Task directions: The range to reproduce runs from the line containing "point(11, 71)" through the last line of the listing below; give exactly those lines and no others.
####
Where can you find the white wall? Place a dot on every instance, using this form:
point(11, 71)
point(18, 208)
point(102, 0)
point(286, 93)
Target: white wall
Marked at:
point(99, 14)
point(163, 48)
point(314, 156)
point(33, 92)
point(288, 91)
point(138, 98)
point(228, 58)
####
Result:
point(11, 71)
point(18, 208)
point(102, 0)
point(286, 93)
Target: white wall
Marked at:
point(99, 14)
point(163, 48)
point(314, 156)
point(33, 92)
point(288, 91)
point(138, 98)
point(228, 58)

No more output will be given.